- _YOUR GOAL_
Count the lines in the material below that contain the string "pink", matching case exactly, and give only the number.

- _DATA SHOWN_
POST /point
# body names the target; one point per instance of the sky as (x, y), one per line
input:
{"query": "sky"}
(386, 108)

--

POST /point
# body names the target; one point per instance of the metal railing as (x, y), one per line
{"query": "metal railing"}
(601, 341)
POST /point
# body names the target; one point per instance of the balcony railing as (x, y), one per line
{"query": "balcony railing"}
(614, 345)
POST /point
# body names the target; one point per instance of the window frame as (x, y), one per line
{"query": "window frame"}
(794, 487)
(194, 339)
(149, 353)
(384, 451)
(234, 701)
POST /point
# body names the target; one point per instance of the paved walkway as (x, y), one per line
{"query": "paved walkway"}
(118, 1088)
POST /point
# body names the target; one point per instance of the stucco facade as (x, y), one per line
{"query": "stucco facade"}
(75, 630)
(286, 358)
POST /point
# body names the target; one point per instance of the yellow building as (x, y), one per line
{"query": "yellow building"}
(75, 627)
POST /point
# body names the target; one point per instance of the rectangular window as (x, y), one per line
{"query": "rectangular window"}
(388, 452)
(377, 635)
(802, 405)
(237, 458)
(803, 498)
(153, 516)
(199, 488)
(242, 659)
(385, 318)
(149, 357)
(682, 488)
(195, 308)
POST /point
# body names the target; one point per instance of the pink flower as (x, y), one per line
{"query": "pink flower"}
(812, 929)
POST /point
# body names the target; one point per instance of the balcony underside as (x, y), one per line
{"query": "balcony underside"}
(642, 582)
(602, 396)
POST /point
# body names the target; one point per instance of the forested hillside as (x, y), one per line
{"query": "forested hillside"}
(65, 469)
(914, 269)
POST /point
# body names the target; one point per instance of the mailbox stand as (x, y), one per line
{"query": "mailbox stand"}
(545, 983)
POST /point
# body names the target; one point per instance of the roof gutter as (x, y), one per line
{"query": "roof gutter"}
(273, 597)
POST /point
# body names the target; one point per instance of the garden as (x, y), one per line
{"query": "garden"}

...

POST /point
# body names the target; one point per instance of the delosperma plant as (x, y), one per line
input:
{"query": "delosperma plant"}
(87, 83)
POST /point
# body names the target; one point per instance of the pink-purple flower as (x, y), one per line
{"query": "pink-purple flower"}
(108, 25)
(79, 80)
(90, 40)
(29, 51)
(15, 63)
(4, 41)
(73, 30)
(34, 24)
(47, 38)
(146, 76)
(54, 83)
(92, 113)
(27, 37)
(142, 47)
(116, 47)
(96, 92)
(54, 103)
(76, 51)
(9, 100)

- _ANSWER TO THIS TASK_
4